__Extracted records__

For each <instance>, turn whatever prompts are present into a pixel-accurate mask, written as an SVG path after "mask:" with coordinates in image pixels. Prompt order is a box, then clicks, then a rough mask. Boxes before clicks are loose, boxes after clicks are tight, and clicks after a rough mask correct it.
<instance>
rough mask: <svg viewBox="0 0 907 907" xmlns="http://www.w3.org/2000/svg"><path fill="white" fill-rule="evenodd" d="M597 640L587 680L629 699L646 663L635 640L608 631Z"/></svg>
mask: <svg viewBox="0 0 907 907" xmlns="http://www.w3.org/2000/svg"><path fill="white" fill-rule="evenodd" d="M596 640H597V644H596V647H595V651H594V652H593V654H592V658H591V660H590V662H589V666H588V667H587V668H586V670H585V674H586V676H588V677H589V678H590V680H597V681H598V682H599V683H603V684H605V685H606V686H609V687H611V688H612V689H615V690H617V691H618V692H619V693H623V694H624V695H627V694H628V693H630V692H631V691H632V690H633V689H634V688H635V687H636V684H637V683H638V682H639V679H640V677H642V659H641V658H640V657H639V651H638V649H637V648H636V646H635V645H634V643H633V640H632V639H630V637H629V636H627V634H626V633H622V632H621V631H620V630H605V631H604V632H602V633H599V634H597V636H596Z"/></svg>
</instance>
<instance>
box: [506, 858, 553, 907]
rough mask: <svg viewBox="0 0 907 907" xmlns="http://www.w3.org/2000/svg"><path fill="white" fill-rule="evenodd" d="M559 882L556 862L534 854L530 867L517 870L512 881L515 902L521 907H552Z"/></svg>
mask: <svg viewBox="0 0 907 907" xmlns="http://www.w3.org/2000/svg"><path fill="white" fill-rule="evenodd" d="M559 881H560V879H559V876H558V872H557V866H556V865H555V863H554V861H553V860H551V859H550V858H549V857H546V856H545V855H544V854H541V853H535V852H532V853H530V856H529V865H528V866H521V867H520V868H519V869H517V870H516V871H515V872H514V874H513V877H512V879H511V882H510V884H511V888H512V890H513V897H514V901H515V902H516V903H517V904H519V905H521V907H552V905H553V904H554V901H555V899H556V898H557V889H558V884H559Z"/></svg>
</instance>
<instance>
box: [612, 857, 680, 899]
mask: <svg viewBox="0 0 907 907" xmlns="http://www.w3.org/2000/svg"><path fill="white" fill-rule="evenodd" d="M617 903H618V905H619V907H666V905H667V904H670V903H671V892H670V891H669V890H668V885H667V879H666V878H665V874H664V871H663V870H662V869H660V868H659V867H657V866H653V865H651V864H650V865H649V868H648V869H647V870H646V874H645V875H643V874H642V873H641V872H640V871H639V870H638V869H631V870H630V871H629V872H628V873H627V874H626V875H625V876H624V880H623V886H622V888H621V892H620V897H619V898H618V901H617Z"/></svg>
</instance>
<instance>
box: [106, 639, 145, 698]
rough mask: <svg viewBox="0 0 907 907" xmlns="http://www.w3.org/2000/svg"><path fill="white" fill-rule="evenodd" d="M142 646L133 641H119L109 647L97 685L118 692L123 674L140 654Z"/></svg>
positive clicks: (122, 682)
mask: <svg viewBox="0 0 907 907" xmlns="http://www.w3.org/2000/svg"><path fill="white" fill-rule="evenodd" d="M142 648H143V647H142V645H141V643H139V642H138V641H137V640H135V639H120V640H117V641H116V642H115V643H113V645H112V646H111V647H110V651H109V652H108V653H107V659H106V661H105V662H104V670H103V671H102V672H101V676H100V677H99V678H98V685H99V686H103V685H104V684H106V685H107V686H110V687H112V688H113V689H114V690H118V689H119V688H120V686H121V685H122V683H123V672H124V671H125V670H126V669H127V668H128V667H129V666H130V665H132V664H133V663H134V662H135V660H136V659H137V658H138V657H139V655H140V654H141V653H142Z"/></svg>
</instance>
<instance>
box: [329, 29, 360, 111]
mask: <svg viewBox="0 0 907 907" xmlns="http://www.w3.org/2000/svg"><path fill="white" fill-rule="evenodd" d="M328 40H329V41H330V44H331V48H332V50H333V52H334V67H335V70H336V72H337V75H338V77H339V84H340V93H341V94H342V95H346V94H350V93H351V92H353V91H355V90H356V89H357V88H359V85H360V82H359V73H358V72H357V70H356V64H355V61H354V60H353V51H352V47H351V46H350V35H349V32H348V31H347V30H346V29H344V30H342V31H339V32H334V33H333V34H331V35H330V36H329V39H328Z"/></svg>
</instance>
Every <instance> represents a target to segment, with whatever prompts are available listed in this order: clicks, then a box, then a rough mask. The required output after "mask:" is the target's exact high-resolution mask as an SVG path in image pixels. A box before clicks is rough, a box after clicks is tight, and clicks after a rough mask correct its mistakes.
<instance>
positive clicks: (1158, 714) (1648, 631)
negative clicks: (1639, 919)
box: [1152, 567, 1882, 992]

__INSTRUCTION__
Render every line of the entries above as a numbered list, omitting any blank lines.

__ANSWER SECTION__
1. For each <instance>, turn whatever prompts are present into a pixel-accurate mask, written as an SVG path after "mask:" with coordinates in image pixels. Prompt order is a box, then clicks, then a rough mask. Boxes before clicks are loose, boxes after clicks are tight, and clicks after a rough mask correct it.
2. <instance>
3. rough mask: <svg viewBox="0 0 907 907" xmlns="http://www.w3.org/2000/svg"><path fill="white" fill-rule="evenodd" d="M597 640L587 680L629 699L646 663L635 640L608 631Z"/></svg>
4. mask: <svg viewBox="0 0 907 907" xmlns="http://www.w3.org/2000/svg"><path fill="white" fill-rule="evenodd" d="M596 640H597V644H596V647H595V651H594V652H593V654H592V658H591V660H590V662H589V666H588V667H587V668H586V670H585V674H586V676H588V677H589V678H590V680H597V681H598V682H599V683H603V684H605V685H606V686H609V687H611V688H612V689H615V690H617V691H618V692H619V693H623V694H624V695H627V694H628V693H630V692H631V691H632V690H633V689H634V688H635V687H636V684H637V683H638V682H639V679H640V677H642V659H641V658H640V657H639V651H638V649H637V648H636V646H635V645H634V643H633V640H632V639H630V637H629V636H627V634H626V633H622V632H621V631H620V630H605V631H604V632H602V633H599V634H597V636H596Z"/></svg>
5. </instance>
6. <instance>
7. box: [506, 858, 553, 907]
8. rough mask: <svg viewBox="0 0 907 907" xmlns="http://www.w3.org/2000/svg"><path fill="white" fill-rule="evenodd" d="M559 882L556 862L534 854L530 867L517 870L512 881L515 902L521 907H552Z"/></svg>
9. mask: <svg viewBox="0 0 907 907" xmlns="http://www.w3.org/2000/svg"><path fill="white" fill-rule="evenodd" d="M559 881H560V879H559V876H558V872H557V866H556V865H555V863H554V861H553V860H551V859H550V858H549V857H546V856H545V855H544V854H541V853H535V852H532V853H530V856H529V865H528V866H521V867H520V868H519V869H517V870H516V871H515V872H514V874H513V877H512V879H511V882H510V884H511V888H512V890H513V897H514V901H515V902H516V903H517V904H519V905H521V907H552V905H553V904H554V901H555V899H556V898H557V889H558V884H559Z"/></svg>
10. </instance>
11. <instance>
12. box: [612, 857, 680, 899]
13. mask: <svg viewBox="0 0 907 907" xmlns="http://www.w3.org/2000/svg"><path fill="white" fill-rule="evenodd" d="M617 903H618V905H619V907H666V905H667V904H670V903H671V892H670V891H669V890H668V885H667V879H666V878H665V874H664V871H663V870H662V869H660V868H659V867H657V866H653V865H651V864H650V865H649V868H648V869H647V870H646V874H645V875H643V874H642V873H641V872H640V871H639V870H638V869H631V870H630V871H629V872H628V873H627V874H626V875H625V876H624V880H623V886H622V888H621V892H620V897H619V898H618V901H617Z"/></svg>
14. </instance>
15. <instance>
16. box: [106, 639, 145, 698]
17. rough mask: <svg viewBox="0 0 907 907" xmlns="http://www.w3.org/2000/svg"><path fill="white" fill-rule="evenodd" d="M142 646L133 641H119L109 647L97 685L118 692L123 674L140 654Z"/></svg>
18. positive clicks: (122, 682)
19. mask: <svg viewBox="0 0 907 907" xmlns="http://www.w3.org/2000/svg"><path fill="white" fill-rule="evenodd" d="M142 648H143V647H142V645H141V643H139V642H138V641H137V640H135V639H120V640H117V641H116V642H115V643H113V645H112V646H111V647H110V651H109V652H108V653H107V659H106V661H105V662H104V670H103V671H102V672H101V676H100V677H99V678H98V685H99V686H103V685H104V684H106V685H107V686H110V687H112V688H113V689H114V690H118V689H119V688H120V686H121V685H122V683H123V672H124V671H125V670H126V669H127V668H128V667H129V666H130V665H132V664H133V663H134V662H135V660H136V659H137V658H138V657H139V655H140V654H141V653H142Z"/></svg>
20. </instance>
21. <instance>
22. box: [329, 29, 360, 111]
23. mask: <svg viewBox="0 0 907 907" xmlns="http://www.w3.org/2000/svg"><path fill="white" fill-rule="evenodd" d="M328 40H329V41H330V44H331V48H332V50H333V52H334V67H335V70H336V72H337V75H338V77H339V84H340V93H341V94H342V95H346V94H350V93H351V92H353V91H355V90H356V89H357V88H359V85H360V82H359V73H358V72H357V70H356V64H355V61H354V60H353V51H352V47H351V46H350V35H349V32H348V31H347V30H346V29H344V30H342V31H339V32H334V33H333V34H331V35H330V36H329V39H328Z"/></svg>
24. </instance>
25. Every <instance> represents a target to segment, with whatever prompts are available listed in this order: clicks, then a box, then a rough mask. The required output after "mask:" is the target's exact high-resolution mask as an SVG path in image pixels. A box before clicks is rough, a box after clicks is tight, and clicks after a rough mask correct its mistakes.
26. <instance>
27. positive clicks: (1158, 714) (1648, 631)
28. negative clicks: (1639, 919)
29. box: [1152, 567, 1882, 992]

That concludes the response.